PROVIDED PASSAGE:

*** Block opens ***

The free tier is genuinely functional, not a trial disguised as a free plan. Unlimited search and summaries with 2 reports per month is enough for graduate students doing exploratory research or professionals who need occasional deep dives into academic literature.
What could be better
Search sensitivity appears lower than traditional databases in some cases. One PubMed study noted that while Elicit simplifies the review process, it "may miss some papers" compared to comprehensive database searches. For systematic reviews requiring exhaustive search strategies, you'll likely still need to supplement Elicit with traditional database searches.
The pricing jump from free to Pro is significant—$588/year is a substantial investment for individual researchers, particularly graduate students or early-career academics without institutional funding. There's no intermediate tier between "2 reports per month" and "144 reports per year," which leaves a gap for users who need more than casual access but less than full systematic review capabilities.
Figure extraction and interpretation—increasingly important as research becomes more visual—is locked behind the $2,028/year Scale plan. This feature would be more accessible at the Pro tier for individual researchers who need it.
Who is Elicit best for?
Elicit is purpose-built for academic and scientific researchers conducting literature reviews, particularly those working on systematic reviews or meta-analyses. If you're a graduate student, postdoc, or faculty member who regularly needs to synthesize research across dozens or hundreds of papers, the Pro plan's systematic review workflow and extraction capabilities will save substantial time.

*** Block closes ***

SUPPLIED MATERIAL:

*** Block opens ***

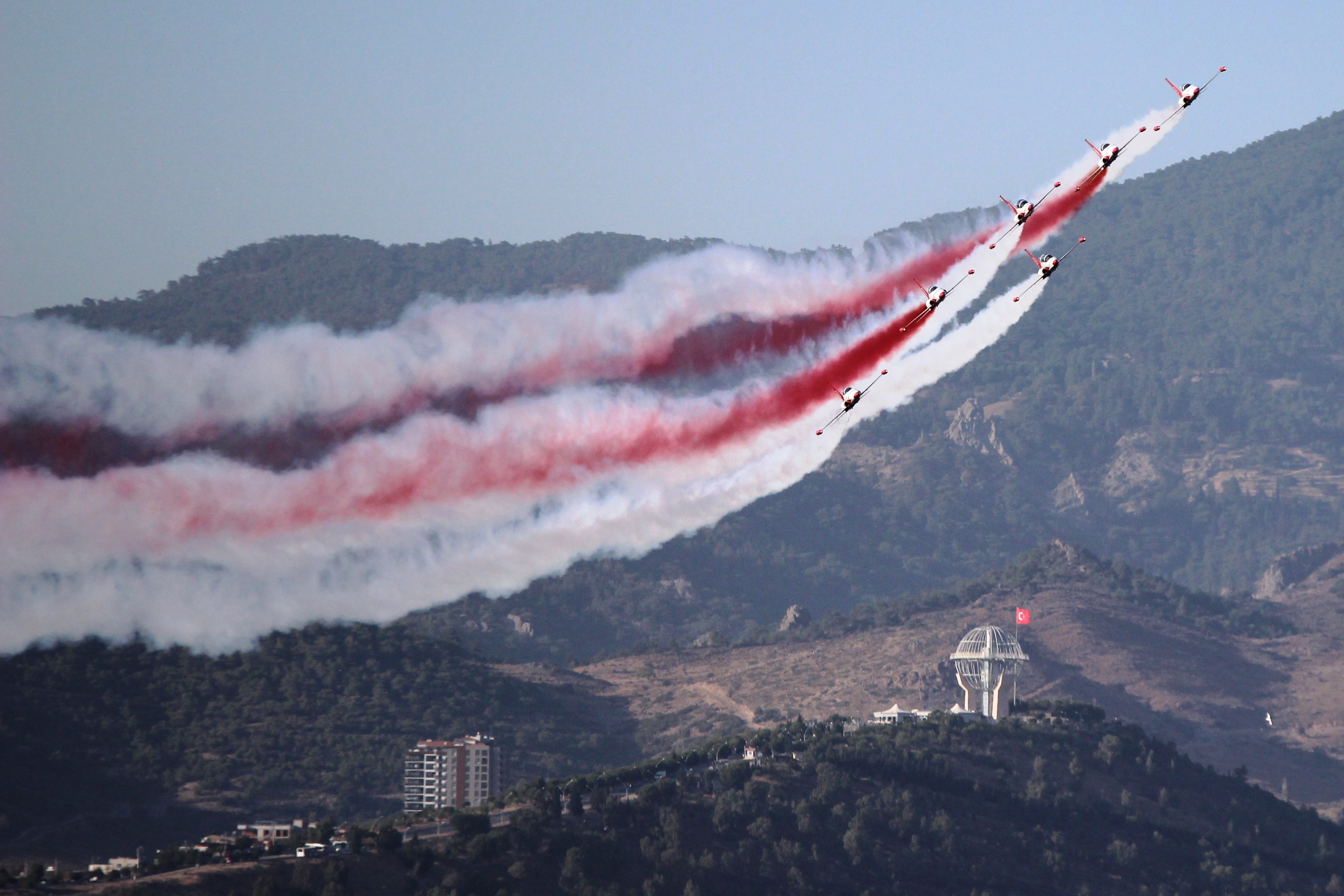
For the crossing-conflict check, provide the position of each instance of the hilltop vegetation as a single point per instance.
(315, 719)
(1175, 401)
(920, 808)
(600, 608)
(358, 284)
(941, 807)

*** Block closes ***
*** Block opens ***

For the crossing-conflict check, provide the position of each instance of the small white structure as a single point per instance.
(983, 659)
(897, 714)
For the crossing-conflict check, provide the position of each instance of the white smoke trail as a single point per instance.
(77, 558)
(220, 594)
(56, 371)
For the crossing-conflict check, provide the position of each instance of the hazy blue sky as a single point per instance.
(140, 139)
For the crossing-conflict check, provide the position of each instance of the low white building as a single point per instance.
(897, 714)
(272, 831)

*** Block closes ***
*** Block opens ***

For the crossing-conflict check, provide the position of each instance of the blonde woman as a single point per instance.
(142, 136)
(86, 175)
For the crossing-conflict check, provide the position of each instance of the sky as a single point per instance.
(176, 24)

*** Block closes ***

EXERCISE INSTRUCTIONS:
A – Say whether each statement agrees with the Elicit review, answering yes or no and quoting the words of the review that decide it: (i) Elicit's free tier includes 2 reports per month. (ii) Figure extraction is available on the Pro plan. (iii) Elicit offers a tier between the free plan and Pro.
B – Translate this sentence from the Elicit review into Spanish: "The free tier is genuinely functional, not a trial disguised as a free plan."
Rely on the Elicit review alone, not on the lines.

TASK RESULTS:
A –
(i) Yes: "Unlimited search and summaries with 2 reports per month"
(ii) No: "is locked behind the $2,028/year Scale plan"
(iii) No: "There's no intermediate tier"

B – El nivel gratuito es realmente funcional, no una prueba disfrazada de plan gratuito.